THE EXERCISE> Print the line containing "the side window" and each line after it through the end, please, with nothing added.

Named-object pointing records
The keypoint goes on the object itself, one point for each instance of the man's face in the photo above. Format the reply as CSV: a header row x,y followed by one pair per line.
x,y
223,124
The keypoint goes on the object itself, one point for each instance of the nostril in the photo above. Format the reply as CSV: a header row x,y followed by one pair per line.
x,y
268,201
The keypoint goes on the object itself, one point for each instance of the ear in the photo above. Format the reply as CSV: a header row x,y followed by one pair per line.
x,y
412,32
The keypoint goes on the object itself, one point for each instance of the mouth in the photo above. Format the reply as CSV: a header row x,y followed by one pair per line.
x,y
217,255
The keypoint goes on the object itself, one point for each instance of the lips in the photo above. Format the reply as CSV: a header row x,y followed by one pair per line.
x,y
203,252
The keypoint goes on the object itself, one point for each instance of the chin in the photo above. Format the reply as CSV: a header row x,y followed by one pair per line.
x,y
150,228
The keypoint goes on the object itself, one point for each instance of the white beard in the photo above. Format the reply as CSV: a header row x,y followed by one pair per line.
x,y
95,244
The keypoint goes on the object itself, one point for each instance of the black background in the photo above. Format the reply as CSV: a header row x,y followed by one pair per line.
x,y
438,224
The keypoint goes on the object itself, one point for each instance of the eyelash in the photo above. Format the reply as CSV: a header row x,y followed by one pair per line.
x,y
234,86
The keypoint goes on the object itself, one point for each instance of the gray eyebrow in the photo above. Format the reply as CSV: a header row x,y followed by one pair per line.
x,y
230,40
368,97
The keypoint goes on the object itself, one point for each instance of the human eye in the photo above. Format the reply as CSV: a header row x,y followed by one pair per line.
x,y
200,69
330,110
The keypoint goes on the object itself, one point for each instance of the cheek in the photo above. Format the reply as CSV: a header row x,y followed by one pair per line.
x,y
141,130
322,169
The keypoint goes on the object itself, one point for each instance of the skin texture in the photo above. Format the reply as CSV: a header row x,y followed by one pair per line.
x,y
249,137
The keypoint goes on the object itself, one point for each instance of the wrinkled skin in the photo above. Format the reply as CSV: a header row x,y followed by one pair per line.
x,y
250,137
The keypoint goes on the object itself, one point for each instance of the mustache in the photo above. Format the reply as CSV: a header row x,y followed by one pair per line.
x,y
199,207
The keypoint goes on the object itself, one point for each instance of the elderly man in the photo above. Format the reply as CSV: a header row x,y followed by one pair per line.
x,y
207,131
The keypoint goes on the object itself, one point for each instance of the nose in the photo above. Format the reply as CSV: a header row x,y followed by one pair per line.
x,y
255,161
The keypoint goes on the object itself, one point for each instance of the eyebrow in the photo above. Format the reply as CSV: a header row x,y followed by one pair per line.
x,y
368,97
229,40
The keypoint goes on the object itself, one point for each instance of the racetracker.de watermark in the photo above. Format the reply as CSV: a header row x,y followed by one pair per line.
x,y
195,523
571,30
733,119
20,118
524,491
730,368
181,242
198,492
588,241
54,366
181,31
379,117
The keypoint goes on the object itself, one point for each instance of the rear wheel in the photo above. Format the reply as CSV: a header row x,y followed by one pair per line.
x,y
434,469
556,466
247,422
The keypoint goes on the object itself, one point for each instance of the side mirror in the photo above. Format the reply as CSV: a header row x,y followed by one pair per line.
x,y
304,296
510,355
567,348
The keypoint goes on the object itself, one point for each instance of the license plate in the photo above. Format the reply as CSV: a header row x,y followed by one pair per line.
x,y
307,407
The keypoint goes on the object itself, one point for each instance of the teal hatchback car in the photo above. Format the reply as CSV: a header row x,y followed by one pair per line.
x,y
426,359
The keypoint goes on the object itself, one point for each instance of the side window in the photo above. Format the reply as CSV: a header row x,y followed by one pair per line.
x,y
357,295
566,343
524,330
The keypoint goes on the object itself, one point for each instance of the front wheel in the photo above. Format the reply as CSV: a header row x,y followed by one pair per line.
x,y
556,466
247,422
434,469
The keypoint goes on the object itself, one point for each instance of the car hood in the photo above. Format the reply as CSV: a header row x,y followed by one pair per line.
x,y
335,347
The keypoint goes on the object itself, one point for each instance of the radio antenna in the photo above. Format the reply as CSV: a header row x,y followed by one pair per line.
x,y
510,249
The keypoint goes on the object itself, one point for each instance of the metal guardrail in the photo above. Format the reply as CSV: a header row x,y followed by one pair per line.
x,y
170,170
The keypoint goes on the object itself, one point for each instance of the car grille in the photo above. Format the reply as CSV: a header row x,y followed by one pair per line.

ANSWER TO THE EXERCISE>
The keypoint goes on the object itself, one point for each instance of the side window in the photo above. Format the reply as CSV: a header row x,y followed by one pair per line.
x,y
357,295
566,343
524,330
The keypoint goes on the object itself, one point for each instance of the front wheel in the photo above. Format the reply as CSV: a header row x,y followed by one pair per line.
x,y
556,466
247,422
434,469
The keypoint goes on the object itself, one point for each instance of the car hood in the photo above. Format the reply as CSV: a header row x,y followed by one pair per line.
x,y
335,347
The keypoint goes on the object itself, one point for each instance of the radio antenna in the photo above. Format the reply as CSV: a header row x,y followed by one pair per line.
x,y
510,249
The keypoint goes on the object itself, one point for each instance of the metal guardrail in the photo above. Format the reply as CSV: a header row x,y followed by one pair per line.
x,y
170,170
The keypoint goes on the object itself, one point for each instance of the car grille in the photo above. Format the reply as CSV: a header row x,y followed by one pair per line.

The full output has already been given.